» PROBLEM DETAILS: Output all of the records exactly as written.

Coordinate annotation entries
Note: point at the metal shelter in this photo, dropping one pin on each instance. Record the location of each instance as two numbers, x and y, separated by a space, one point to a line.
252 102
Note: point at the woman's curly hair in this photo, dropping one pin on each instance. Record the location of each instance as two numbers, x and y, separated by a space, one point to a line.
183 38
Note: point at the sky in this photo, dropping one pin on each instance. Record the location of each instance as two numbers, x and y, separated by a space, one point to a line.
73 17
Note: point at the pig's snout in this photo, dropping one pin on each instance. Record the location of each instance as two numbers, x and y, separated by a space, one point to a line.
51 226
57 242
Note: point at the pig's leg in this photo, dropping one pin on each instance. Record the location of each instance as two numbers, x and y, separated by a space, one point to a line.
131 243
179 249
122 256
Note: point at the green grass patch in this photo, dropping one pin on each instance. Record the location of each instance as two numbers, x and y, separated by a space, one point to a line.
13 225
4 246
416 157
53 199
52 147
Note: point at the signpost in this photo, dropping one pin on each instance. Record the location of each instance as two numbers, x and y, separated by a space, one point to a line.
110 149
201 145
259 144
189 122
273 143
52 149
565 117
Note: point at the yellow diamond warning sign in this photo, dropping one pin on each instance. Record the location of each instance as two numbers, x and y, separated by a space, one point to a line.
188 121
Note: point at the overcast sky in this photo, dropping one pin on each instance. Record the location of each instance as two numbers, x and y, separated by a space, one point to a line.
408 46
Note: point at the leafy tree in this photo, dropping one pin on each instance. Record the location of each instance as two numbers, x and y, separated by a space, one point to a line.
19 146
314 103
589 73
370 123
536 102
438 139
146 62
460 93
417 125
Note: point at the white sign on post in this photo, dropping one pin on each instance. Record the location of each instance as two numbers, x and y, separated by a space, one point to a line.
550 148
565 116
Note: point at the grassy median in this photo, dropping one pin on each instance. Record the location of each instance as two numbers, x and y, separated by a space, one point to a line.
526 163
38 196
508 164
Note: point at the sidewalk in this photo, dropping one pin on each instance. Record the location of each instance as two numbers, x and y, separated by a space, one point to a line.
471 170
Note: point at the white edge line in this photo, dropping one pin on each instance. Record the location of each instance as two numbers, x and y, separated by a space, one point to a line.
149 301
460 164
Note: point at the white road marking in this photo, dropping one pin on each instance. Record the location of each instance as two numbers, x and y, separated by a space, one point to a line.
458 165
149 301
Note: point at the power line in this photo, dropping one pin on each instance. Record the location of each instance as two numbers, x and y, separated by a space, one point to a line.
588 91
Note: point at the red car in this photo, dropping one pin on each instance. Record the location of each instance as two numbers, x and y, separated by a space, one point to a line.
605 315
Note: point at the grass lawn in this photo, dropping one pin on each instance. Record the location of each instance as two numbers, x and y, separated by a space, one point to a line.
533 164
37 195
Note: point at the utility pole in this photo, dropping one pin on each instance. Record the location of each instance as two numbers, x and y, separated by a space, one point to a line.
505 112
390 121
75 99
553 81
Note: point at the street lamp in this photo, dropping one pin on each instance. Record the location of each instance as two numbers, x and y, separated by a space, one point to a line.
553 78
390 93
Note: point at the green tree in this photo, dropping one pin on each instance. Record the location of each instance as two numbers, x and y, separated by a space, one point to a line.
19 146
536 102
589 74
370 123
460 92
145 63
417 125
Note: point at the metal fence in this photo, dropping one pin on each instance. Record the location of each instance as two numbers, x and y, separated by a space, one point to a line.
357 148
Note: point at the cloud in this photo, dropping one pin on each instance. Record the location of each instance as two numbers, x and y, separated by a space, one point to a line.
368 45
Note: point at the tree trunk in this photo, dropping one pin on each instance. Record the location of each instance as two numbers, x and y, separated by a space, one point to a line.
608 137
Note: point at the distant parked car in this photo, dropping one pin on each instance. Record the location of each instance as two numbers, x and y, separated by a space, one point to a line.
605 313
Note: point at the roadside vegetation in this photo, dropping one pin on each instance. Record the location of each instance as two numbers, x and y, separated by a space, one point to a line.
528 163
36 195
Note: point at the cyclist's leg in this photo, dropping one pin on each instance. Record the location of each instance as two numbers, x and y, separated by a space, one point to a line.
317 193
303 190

» ANSWER TO THE EXERCISE:
Note: point at the metal shelter in this photo, dropping one pin on each instance. Record the location of each instance as two numbers, x and y, separated by a space, one point to a line.
252 102
Note: point at the woman's curly hair in this photo, dropping one pin on each instance. Record the location of each instance as two numbers, x and y, separated by a space, one point to a line.
183 38
Note: point at the sky in this photo, dropping one pin on each instance. Record the location of each instance as two numbers, x and y, separated by a space, one point to a line.
73 17
Note: point at the pig's snout in this photo, dropping one pin on each instance. Record the location of each instance as two numbers, x and y, separated by a space, one point to a line.
51 226
57 242
Note: point at the pig's leg in this photo, dropping one pin on each instance. Record the location of each instance as two numbers, x and y, separated by a space, one point to a line.
131 243
179 249
122 256
Note: point at the green grass patch in this photo, dropping one pin on each instance. Record the location of each instance as two numbers, x and y, separated by a space, one point to a line.
13 225
4 246
416 157
53 199
52 147
Note: point at the signpost in this photo, dropping one pin on each instance. Record the location of each instance as two numbers, x and y, separated by a space, one point to a line.
110 149
201 145
259 144
189 122
273 143
52 149
565 117
Note: point at the yellow diamond warning sign in this photo, dropping one pin on each instance. Record the location of each instance as two numbers, x and y, separated by a space, one point to a line.
188 121
Note: point at the overcast sky in this photo, dropping one pin on each instance. Record the location of each instance as two numbers, x and y, separated by a space, one point to a line.
408 46
Note: point at the leafy tree in this photo, dropping one pin on each instance. Record the location of each instance as two numbers, x and y, separated by a space, one point to a line.
19 146
314 103
589 73
370 123
536 102
438 139
146 62
460 93
417 125
Note: point at the white sign on post in this photo, dropping one pin on each instance. Record the location of each instance as two numbers, x and y, separated by a space, one point to a line.
550 148
565 116
Note: point at the grassy median in this photo, dropping one pin on each instance. Record the location of each instance as two numbers, x and y, separated by a space, one point to a line.
526 163
38 196
508 164
Note: point at the sidewalk in this photo, dropping one pin on each instance. Record the location of each instance as two numbers, x and y, separated by a space, one point to a line.
471 170
Note: point at the white edge line in this photo, dropping one pin on each instance. Record the location of each instance as two numbers, x and y, separated by a space, one point to a line.
149 301
460 164
Note: point at the white road marking in this photo, dropping one pin on each instance. Record the location of each instance as two numbers, x and y, separated by a space, one point to a line.
458 165
149 301
Note: point at the power line in this photo, dropping one pin on each instance. Record the location of each instance as two numbers, x and y, separated by a space, one point to a line.
588 91
Note: point at the red car in this photo, dropping one pin on each instance. Record the location of each instance as two numbers, x and y, separated by a space, one point to a line.
605 315
Note: point at the grass lawn in this photo, dropping one pin on each instance. Record the location of each instance as two numbers, x and y, separated by a space, one point to a line.
533 164
37 195
Note: point at the utility pole in this photo, dropping one pin on each instance. Record the location of each instance as two numbers, x and y, separated by a space, one point to a line.
505 112
390 121
75 99
553 81
Note: point at the street lamp in this photo, dropping one pin on each instance. Record the location of each instance as two numbers, x and y, separated by a space, one point to a line.
553 78
390 93
Note: point at the green tree in this photo, dropping one pin on each instance. Record the location of each instance as two numbers, x and y, separated by a space, one point to a line.
19 146
536 102
589 74
370 123
460 92
145 63
417 125
Note: point at the metal fence in this photo, dropping one pin on each instance. Record the location of each instance as two numbers, x and y, separated by a space, one point to a line.
357 148
Note: point at the cloud in this photo, dropping one pin on each instance. Record the location of each instance as two numbers, x and y, separated by a space, one point to a line.
368 45
Note: point at the tree trunk in this photo, dropping one pin on each instance. Record the location of each instance as two numbers, x and y, separated by a space, one point to a line.
608 137
Note: point at the distant parked car in this photo, dropping one pin on each instance. Record the location of each instance as two numbers, x and y, separated by a space, one point to a line.
605 313
Note: point at the roadside vegetation in this photo, dropping one pin on each instance. Record the location of each instance as two numbers, x and y, separated by a space, one point to a line.
528 163
36 195
Note: point at the cyclist's leg in this photo, dropping one pin on each instance. Record the location of each instance as two numbers, x and y, separated by a space, one point to a line.
317 193
303 190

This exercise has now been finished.